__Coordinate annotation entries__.
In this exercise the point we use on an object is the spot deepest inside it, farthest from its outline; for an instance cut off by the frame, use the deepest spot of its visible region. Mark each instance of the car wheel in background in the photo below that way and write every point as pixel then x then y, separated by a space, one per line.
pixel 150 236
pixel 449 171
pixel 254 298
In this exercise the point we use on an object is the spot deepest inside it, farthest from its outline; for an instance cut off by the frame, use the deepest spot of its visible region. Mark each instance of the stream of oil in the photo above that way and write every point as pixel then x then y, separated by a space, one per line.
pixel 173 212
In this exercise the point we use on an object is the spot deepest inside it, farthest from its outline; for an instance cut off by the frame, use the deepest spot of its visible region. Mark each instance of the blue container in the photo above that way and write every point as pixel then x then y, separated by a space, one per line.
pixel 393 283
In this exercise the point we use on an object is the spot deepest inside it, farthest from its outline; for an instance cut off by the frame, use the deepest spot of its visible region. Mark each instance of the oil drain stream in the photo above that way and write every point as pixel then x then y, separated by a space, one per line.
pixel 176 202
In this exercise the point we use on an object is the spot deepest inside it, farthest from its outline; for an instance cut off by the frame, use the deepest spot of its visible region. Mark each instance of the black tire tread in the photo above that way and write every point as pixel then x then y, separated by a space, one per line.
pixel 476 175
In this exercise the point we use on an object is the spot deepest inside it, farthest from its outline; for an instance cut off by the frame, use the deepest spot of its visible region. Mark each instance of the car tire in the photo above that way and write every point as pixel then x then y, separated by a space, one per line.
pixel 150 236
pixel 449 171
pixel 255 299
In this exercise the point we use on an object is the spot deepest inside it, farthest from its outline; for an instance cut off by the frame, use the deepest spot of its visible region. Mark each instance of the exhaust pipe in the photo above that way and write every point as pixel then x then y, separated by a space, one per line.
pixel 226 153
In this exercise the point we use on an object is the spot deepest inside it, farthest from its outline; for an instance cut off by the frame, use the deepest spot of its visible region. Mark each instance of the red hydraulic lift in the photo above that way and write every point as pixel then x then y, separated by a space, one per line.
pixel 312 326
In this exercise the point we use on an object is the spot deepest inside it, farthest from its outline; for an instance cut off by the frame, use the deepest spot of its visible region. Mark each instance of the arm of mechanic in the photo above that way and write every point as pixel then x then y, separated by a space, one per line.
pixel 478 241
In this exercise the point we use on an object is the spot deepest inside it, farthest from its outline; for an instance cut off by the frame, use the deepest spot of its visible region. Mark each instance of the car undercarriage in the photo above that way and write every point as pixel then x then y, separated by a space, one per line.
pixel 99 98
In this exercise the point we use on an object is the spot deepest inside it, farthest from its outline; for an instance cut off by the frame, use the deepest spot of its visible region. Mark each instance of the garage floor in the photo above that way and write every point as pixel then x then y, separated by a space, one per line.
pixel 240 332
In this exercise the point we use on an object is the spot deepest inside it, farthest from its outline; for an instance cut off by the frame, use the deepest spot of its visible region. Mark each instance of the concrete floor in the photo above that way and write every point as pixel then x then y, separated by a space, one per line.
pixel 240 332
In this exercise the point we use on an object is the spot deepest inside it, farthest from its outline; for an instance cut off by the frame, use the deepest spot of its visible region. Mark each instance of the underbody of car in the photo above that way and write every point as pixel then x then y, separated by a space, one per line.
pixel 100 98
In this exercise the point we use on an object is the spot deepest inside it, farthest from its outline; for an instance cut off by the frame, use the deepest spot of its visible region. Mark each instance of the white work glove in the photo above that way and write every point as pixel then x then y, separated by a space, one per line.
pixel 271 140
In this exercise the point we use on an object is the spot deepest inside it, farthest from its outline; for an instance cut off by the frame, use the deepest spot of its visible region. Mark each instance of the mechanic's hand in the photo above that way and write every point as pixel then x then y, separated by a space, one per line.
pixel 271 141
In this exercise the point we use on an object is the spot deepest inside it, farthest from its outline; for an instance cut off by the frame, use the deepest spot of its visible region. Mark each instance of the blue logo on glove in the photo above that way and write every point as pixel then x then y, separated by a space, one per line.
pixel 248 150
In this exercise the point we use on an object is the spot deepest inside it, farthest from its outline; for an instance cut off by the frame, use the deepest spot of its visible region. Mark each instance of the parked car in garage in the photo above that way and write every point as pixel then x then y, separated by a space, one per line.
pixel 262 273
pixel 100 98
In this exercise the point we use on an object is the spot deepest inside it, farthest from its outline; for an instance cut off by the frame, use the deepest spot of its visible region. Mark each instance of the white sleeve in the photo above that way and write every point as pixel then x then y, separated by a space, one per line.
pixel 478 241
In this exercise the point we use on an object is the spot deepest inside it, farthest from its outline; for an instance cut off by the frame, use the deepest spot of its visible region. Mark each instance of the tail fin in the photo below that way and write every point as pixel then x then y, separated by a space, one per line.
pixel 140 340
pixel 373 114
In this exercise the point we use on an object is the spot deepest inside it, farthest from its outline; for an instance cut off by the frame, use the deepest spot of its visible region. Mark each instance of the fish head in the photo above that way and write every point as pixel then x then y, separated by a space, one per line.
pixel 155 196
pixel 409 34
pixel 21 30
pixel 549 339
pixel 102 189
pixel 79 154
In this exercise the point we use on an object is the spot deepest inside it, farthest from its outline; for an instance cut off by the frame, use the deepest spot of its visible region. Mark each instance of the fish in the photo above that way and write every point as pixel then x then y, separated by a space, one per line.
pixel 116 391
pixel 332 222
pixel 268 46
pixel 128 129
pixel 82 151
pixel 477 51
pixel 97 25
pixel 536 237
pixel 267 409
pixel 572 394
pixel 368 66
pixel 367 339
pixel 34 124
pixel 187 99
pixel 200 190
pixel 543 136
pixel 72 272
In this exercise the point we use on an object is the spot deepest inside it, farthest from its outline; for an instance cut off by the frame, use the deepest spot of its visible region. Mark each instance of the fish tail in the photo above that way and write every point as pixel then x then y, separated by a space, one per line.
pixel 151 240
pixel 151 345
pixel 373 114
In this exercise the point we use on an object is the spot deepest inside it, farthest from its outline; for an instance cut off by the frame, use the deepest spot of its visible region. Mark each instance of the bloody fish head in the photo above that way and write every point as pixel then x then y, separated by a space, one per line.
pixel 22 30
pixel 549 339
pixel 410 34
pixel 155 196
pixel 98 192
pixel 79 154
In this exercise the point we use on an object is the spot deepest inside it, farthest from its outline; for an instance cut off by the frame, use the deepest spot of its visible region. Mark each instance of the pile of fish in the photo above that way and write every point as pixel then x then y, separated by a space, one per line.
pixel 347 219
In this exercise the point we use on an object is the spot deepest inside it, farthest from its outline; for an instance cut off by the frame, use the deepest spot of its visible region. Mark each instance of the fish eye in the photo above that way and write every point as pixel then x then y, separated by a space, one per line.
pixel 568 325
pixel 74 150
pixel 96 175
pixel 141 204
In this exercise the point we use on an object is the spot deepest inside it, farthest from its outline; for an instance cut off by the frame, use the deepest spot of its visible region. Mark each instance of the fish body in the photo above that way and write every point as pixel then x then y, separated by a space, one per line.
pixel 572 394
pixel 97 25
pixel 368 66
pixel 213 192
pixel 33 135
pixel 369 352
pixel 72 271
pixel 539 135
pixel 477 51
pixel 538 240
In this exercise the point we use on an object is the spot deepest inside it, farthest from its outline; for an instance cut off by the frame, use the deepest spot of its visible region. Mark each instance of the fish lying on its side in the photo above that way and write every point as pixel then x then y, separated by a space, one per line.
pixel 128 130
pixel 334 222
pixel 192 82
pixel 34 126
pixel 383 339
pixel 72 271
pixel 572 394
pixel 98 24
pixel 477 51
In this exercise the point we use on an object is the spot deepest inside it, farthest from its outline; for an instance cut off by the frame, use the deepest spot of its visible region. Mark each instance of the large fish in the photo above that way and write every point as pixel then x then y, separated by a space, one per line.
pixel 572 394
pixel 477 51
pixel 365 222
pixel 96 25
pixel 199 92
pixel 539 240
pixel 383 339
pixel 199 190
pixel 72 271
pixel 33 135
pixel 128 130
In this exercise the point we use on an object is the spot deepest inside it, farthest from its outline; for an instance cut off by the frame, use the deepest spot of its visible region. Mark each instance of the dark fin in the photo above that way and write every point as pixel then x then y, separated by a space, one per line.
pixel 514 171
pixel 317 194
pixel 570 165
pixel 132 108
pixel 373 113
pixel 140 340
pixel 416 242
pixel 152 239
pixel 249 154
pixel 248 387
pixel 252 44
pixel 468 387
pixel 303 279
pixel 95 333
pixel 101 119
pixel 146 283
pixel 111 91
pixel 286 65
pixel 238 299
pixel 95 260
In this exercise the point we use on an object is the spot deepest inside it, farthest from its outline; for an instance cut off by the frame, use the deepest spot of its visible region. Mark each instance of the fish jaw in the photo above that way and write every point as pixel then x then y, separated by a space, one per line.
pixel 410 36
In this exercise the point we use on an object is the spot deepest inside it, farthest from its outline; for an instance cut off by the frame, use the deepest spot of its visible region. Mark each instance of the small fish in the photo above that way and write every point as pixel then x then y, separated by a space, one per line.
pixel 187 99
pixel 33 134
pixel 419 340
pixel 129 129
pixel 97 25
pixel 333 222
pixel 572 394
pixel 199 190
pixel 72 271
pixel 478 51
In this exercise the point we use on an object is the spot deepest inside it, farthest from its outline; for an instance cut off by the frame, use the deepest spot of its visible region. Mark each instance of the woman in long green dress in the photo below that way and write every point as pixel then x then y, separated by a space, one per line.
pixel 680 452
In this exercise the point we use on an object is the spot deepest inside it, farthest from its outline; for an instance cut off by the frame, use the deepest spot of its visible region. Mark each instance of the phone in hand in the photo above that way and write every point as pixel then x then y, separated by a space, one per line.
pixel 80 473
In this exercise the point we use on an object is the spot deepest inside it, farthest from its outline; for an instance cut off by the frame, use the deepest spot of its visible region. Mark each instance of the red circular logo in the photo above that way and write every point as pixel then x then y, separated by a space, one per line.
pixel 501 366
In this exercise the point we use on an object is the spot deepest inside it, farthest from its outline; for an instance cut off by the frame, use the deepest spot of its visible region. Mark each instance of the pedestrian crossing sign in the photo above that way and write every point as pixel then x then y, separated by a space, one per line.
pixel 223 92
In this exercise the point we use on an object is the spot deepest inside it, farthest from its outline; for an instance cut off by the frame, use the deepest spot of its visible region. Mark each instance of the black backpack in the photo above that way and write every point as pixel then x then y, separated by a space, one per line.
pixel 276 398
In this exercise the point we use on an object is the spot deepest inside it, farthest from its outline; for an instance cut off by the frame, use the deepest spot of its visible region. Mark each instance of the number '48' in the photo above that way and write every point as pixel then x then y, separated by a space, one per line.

__To do__. Please update the rows from the start down to the line containing "pixel 393 283" by replacing "deepest" with "innermost", leaving everything else unchanged, and give back only those lines.

__Result of this exercise__.
In this exercise the point we use on an object is the spot innermost inside it, farthest from its outline; for an instance cut off by the frame, use the innermost spot of its visible region. Mark each instance of the car wheel in background in the photo below that way and write every point as pixel then x then y, separated by a space, one per line.
pixel 150 236
pixel 449 171
pixel 254 298
In this exercise the point we use on an object is the spot innermost inside it, farthest from its outline; for an instance cut off by the frame, use the innermost spot of its visible region. Mark each instance of the stream of oil in the photo above that way and write every point as pixel then x then y, separated by a space, one per line.
pixel 173 212
In this exercise the point we use on an object is the spot innermost inside it, farthest from its outline; for an instance cut off by the frame, use the innermost spot of its visible region. Mark each instance of the blue container in the photo above that way and write every point as pixel then x then y, separated by a space, one per line.
pixel 393 283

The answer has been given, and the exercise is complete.